Required work:
a) Summarize the passage on the Profile API in one sentence.
b) Translate this sentence from the passage on the Profile API into Spanish: "The Profile API adds significant overhead (20-50%) and should not be enabled for production traffic."
c) Continue the passage on the Profile API with two or three further sentences after its final one.

Reading text START

Use the Profile API for targeted investigation after slow logs identify a problematic query. The Profile API adds significant overhead (20-50%) and should not be enabled for production traffic.

Reading text END
Dataset extract START

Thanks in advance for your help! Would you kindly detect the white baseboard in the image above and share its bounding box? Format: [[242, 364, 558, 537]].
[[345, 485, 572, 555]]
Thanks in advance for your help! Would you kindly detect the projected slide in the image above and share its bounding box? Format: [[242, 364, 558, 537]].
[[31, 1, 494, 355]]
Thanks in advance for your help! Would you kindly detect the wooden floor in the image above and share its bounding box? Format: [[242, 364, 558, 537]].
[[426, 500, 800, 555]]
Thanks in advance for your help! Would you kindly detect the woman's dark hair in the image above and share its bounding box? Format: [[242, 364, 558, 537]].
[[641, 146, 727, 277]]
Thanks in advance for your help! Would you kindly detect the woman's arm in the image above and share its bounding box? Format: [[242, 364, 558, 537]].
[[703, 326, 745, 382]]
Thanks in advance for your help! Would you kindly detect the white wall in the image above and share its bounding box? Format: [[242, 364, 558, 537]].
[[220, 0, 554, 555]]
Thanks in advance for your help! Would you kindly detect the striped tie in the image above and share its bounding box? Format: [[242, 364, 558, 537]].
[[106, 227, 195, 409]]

Dataset extract END
Dataset extract START

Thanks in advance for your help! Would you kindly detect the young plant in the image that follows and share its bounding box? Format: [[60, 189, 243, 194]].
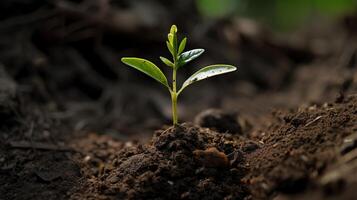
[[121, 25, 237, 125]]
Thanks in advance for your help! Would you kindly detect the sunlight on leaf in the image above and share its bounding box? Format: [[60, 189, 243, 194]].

Dataset extract END
Dataset extract START

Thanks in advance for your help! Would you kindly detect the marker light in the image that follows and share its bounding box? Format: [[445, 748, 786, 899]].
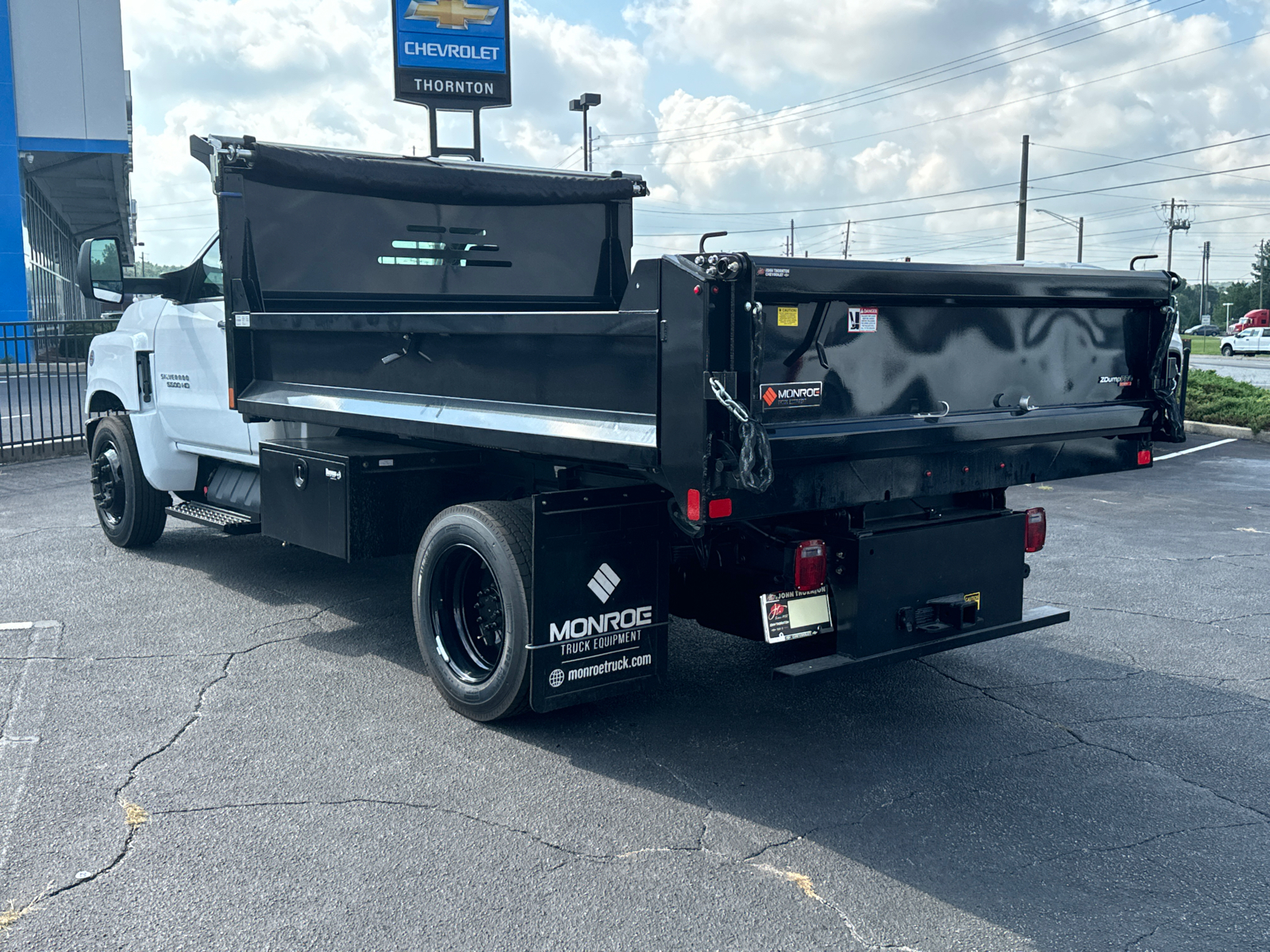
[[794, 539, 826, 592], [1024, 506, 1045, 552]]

Dataset extract END

Exercise responses:
a) The Profile API should be used for targeted investigation once slow logs have identified a problematic query, but because it adds significant overhead of 20-50%, it should not be enabled for production traffic.

b) La Profile API añade una sobrecarga considerable (del 20 al 50 %) y no debe habilitarse para el tráfico de producción.

c)
Focus on the breakdown.next_doc and breakdown.advance counters in the profile output. High values for these counters indicate that the query is scanning many documents rather than using the inverted index efficiently. This points to wildcard queries, regex queries, or script queries that bypass the index.